* [Aangeleverde tekst]:
○ ○ ○ ○
De nieuwe richtlijn zal erop gericht zijn een einde te maken aan greenwashing. Ze moet bovendien de basis leggen voor normen voor rapportage over duurzaamheid op mondiaal niveau, door bedrijven en ondernemingen te verplichten meer verantwoording af te leggen en hun impact op de mensen en de planeet bekend te maken.
Door te voorzien in standaardisering, heeft de richtlijn ook tot doel om de onnodige kosten van duurzaamheidsverslaggeving voor ondernemingen te verminderen en hen in staat te stellen op efficiënte wijze aan de toenemende vraag naar duurzaamheidsinformatie te voldoen.
De verordening zal van toepassing zijn op 1 januari 2024 voor ondernemingen die nu al onder de richtlijn niet-financiële rapportage vallen. Voor grote ondernemingen die momenteel niet onder de richtlijn niet-financiële rapportage vallen zal de nieuwe richtlijn van toepassing zijn op 1 januari 2025. Tot slot zal de richtlijn van toepassing zijn vanaf 1 januari 2026 voor beursgenoteerde kmo’s, kleine en niet-complexe kredietinstellingen en verzekeringscaptives.
Het voorlopige akkoord moet nog formeel worden goedgekeurd door de Raad en het Europees Parlement.
In de Raad moet het worden goedgekeurd door het Comité van permanente vertegenwoordigers (COREPER), waarna de formele stappen van de aannemingsprocedure worden doorlopen. De richtlijn treedt in werking op de 20e dag na die van de bekendmaking ervan in het Publicatieblad van de EU.
De tekst van het politiek akkoord is nog niet voor het publiek beschikbaar, omdat hij nog moet worden bijgewerkt en geverifieerd door de juristen-linguïsten. Zodra de tekst beschikbaar is, wordt die toegevoegd aan dit artikel.
○ ○ ○ ○
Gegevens
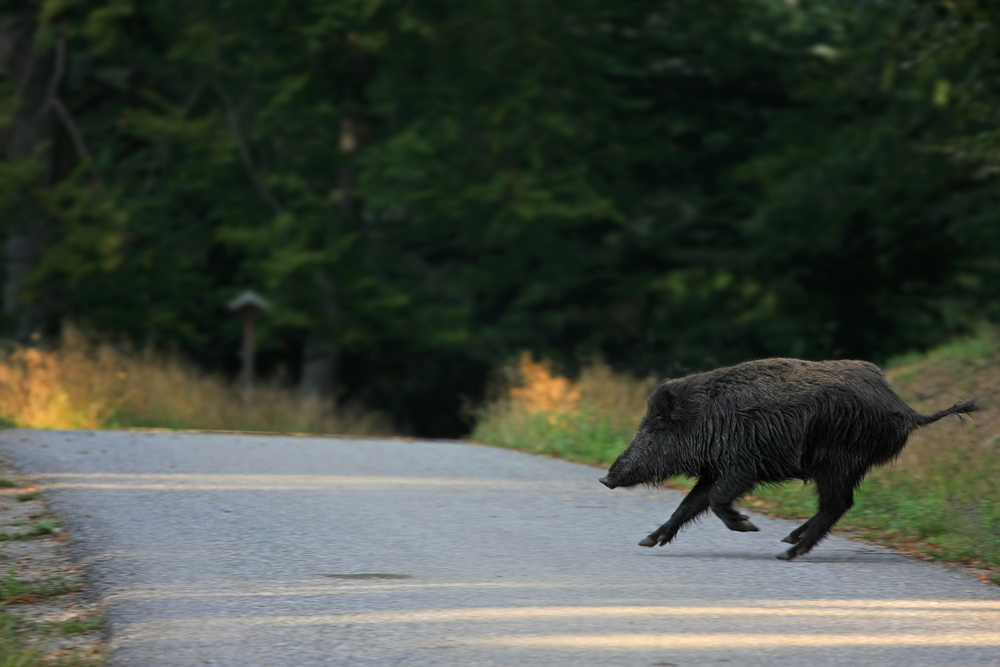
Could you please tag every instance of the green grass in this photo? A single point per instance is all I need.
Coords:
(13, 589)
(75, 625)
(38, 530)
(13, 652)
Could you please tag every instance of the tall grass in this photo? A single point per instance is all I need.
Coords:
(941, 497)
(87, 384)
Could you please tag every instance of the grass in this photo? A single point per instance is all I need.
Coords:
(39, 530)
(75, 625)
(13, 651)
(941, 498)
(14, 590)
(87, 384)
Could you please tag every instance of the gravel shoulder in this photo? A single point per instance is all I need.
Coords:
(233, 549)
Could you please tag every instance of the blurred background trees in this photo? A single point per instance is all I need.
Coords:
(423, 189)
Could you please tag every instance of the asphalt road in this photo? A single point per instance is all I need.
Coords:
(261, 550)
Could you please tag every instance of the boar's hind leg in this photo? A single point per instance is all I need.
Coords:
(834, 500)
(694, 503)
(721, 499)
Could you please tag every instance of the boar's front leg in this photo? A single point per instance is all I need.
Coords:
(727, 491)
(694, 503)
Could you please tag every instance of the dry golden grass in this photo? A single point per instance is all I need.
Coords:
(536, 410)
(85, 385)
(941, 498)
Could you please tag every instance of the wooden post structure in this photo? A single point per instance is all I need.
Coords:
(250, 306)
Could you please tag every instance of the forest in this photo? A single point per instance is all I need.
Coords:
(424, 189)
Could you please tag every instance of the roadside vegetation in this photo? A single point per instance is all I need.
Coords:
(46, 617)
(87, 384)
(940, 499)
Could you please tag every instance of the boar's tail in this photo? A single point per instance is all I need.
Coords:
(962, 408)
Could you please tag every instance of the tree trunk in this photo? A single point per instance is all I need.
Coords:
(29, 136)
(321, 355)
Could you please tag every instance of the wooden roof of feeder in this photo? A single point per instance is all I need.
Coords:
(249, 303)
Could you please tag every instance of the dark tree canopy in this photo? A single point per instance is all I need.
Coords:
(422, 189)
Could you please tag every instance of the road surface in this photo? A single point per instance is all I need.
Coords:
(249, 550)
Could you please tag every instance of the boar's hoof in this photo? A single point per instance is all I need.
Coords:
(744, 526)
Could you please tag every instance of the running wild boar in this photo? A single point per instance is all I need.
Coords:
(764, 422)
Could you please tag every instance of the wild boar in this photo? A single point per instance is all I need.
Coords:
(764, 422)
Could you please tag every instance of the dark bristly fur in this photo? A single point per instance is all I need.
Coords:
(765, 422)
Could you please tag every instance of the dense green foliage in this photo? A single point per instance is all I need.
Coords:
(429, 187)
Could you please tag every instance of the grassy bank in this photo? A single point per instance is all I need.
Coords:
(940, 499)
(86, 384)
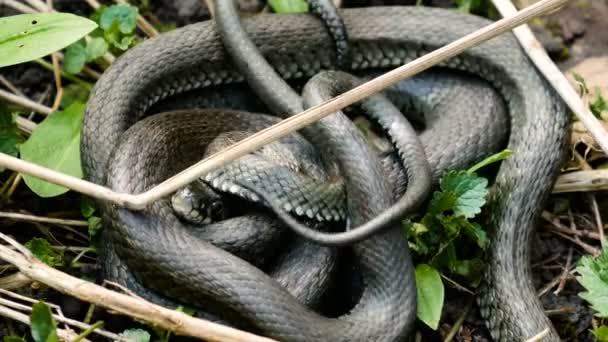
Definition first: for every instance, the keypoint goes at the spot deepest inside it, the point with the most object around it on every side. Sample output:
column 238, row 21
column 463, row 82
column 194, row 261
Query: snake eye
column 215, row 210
○ ○ ○ ○
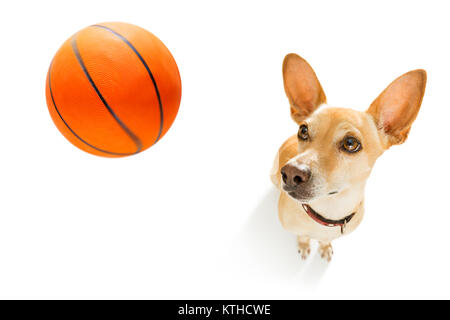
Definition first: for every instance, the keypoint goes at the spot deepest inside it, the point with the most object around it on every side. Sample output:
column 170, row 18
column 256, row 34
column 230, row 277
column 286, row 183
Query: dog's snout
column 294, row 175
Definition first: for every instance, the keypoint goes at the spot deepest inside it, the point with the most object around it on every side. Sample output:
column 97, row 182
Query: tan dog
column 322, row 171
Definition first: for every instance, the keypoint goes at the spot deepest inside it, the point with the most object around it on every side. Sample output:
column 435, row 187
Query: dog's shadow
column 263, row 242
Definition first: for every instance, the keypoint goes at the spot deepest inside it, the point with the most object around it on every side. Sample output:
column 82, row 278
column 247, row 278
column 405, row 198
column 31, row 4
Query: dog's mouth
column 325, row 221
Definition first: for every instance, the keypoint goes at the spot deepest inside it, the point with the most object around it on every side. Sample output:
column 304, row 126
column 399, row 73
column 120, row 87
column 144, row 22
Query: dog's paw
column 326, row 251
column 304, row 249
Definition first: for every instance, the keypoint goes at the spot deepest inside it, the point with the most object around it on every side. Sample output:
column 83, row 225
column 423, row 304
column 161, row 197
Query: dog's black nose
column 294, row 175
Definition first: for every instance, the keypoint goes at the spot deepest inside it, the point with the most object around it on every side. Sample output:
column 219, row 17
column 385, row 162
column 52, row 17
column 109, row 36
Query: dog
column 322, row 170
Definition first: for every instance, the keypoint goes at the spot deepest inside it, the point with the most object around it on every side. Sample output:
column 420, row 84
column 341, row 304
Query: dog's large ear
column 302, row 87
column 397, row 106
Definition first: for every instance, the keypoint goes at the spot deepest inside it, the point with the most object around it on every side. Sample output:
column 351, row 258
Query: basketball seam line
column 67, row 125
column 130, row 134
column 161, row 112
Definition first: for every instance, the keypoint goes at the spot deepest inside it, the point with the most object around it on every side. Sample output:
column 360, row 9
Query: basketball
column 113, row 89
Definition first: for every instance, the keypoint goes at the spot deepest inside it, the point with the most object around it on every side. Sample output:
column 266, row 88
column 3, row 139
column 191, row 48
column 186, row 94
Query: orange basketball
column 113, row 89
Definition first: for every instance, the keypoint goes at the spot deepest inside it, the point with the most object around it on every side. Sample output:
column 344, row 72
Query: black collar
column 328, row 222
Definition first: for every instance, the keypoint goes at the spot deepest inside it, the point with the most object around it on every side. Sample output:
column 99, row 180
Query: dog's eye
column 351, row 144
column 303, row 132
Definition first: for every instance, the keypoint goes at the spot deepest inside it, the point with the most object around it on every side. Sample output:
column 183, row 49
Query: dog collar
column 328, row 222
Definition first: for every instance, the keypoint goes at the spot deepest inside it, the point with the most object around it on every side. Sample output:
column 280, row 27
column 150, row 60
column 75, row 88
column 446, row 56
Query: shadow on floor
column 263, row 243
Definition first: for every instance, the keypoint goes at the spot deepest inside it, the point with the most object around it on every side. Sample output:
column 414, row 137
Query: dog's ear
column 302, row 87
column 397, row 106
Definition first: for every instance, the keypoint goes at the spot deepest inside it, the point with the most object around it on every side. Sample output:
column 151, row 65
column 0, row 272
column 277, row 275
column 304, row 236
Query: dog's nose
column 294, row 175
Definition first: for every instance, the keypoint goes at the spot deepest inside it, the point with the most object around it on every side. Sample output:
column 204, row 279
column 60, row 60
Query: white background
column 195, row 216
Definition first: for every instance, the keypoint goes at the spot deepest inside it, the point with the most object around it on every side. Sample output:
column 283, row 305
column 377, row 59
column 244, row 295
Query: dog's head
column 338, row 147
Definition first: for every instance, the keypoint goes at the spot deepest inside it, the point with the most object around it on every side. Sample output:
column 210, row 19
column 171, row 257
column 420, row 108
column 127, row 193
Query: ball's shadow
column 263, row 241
○ ○ ○ ○
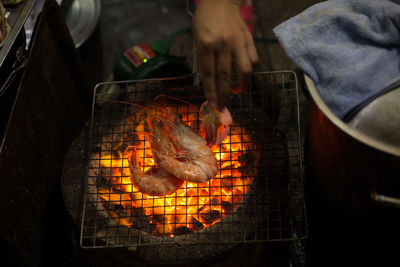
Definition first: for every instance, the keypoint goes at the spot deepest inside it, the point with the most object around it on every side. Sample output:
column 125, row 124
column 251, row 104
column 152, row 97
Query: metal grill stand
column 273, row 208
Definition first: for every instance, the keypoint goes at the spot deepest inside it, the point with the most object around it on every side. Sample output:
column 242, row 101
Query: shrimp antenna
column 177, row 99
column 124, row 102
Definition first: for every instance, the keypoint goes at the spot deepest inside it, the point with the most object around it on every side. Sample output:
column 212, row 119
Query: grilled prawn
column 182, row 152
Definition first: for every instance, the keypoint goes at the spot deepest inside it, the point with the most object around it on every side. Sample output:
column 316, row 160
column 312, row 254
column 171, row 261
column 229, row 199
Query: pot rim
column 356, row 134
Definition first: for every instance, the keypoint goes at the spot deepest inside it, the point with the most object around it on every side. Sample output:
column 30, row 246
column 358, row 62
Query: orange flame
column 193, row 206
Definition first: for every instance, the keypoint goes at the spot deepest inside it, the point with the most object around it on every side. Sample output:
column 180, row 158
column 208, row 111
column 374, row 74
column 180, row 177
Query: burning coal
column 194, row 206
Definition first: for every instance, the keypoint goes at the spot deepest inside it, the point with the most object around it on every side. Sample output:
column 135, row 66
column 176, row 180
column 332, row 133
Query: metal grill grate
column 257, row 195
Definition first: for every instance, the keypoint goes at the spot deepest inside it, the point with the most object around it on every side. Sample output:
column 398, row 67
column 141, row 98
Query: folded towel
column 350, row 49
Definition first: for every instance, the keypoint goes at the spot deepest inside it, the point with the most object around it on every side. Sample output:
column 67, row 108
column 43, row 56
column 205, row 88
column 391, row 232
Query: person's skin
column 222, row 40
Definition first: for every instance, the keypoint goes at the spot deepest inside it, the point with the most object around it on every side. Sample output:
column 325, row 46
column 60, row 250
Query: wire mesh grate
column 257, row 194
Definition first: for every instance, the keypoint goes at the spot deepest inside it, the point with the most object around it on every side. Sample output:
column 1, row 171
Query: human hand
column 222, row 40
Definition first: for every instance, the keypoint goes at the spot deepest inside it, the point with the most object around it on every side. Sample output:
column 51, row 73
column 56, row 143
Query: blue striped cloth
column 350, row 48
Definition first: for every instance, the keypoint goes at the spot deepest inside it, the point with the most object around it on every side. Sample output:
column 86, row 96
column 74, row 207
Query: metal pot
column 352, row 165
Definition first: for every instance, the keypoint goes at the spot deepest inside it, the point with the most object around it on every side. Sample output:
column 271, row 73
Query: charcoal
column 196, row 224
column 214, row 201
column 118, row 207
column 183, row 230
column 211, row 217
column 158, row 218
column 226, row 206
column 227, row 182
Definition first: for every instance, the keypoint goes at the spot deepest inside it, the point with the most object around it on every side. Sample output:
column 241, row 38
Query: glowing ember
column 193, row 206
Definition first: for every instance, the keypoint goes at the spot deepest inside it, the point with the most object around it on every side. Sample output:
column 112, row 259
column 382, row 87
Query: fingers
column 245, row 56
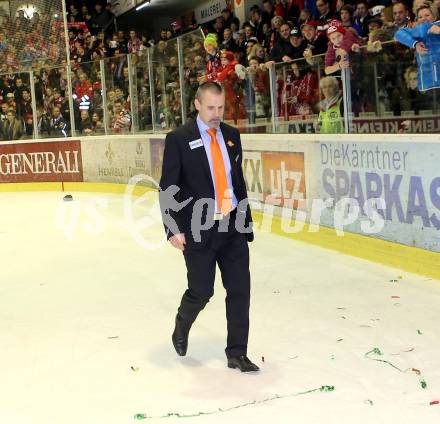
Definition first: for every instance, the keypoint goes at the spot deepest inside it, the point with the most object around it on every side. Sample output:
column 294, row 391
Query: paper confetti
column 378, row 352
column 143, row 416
○ ○ ○ ○
* [Opdracht]: Vanaf welke datum is de richtlijn volgens de tekst over duurzaamheidsrapportage van toepassing op beursgenoteerde kmo's? De gegevens staan los van de tekst.

* [Uitgevoerde opdracht]: Vanaf 1 januari 2026.